AUFGABENSTELLUNG: Formulieren Sie bitte den Abschnitt des Ausgangstexts neu, der bei „Es fehlt somit“ beginnt und nach „Partei hingewiesen haben.“ endet. Setzen Sie dabei „Rechtsmittelbeantwortung“ an die Stelle von „Revisionsbeantwortung“.

AUSGANGSTEXT:
□ □ □ □ □ □ □

Rechtliche Beurteilung

Hiezu wurde erwogen:

Die beklagte Partei gesteht in ihrem Rechtsmittel - wie schon oben ausgeführt - selbst zu, dass - unter Zugrundelegung der nunmehrigen Rechtsprechung - ihr Vormann nicht lastenfrei Eigentum erworben habe. Sie meint aber, dass dies nach der damals herrschenden Rechtsprechung so gewesen sei. Dabei entgeht der beklagten Partei aber, dass für zivilgerichtliche Erkenntnisse kein Rückwirkungsverbot besteht. Änderungen der Judikatur erfassen daher auch davor verwirklichte Sachverhalte (RIS-Justiz RS01098026 SZ 70/245). Es ist daher auch die Frage des Eigentumserwerbes des Vormannes der Klägerin unter Zugrundelegung der nunmehr herrschenden Rechtsprechung zu beurteilen, wobei die beklagte Partei insoweit selbst zugesteht, dass die rechtliche Beurteilung des Berufungsgerichtes - aufbauend auf dieser Rechtsprechung - insoweit zutreffend ist.

Es fehlt somit an einer erheblichen Rechtsfrage im Sinne des § 502 Abs 1 ZPO, weshalb das Rechtsmittel der beklagten Partei zurückzuweisen ist.

Die klagenden Parteien haben die Kosten der Revisionsbeantwortung selbst zu tragen, weil sie nicht auf die Unzulässigkeit der Revision der beklagten Partei hingewiesen haben.

□ □ □ □ □ □ □

GESPEICHERTE DATENSÄTZE:
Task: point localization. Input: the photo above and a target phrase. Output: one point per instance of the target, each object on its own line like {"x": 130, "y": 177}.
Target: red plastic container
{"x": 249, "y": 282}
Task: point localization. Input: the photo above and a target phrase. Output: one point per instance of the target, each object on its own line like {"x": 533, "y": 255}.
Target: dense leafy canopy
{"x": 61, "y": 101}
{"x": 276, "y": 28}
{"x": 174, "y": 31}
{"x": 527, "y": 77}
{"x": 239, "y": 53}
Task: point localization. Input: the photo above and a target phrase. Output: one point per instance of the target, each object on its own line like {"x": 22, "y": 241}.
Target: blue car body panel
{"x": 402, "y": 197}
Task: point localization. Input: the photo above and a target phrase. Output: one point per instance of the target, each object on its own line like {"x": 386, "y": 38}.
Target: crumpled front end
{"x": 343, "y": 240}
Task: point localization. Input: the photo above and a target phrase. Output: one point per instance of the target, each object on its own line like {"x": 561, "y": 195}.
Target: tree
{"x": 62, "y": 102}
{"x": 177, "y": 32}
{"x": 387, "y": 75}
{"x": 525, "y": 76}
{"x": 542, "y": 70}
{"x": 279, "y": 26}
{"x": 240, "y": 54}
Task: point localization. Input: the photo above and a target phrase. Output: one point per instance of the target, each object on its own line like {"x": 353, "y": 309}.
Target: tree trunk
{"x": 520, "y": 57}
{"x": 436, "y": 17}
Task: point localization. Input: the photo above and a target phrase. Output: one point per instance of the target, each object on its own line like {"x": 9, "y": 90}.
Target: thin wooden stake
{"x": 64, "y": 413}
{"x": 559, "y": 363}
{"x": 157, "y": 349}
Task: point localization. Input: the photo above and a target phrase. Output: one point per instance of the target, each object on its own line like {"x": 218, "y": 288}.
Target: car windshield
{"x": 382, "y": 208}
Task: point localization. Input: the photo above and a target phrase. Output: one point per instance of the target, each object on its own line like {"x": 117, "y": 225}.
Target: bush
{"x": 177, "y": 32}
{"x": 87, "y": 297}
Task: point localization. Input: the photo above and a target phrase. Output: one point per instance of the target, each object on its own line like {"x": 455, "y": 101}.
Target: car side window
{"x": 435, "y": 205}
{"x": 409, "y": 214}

□ □ □ □ □ □ □

ERLEDIGTE AUFGABE:
Es fehlt somit an einer erheblichen Rechtsfrage im Sinne des § 502 Abs 1 ZPO, weshalb das Rechtsmittel der beklagten Partei zurückzuweisen ist.

Die klagenden Parteien haben die Kosten der Rechtsmittelbeantwortung selbst zu tragen, weil sie nicht auf die Unzulässigkeit der Revision der beklagten Partei hingewiesen haben.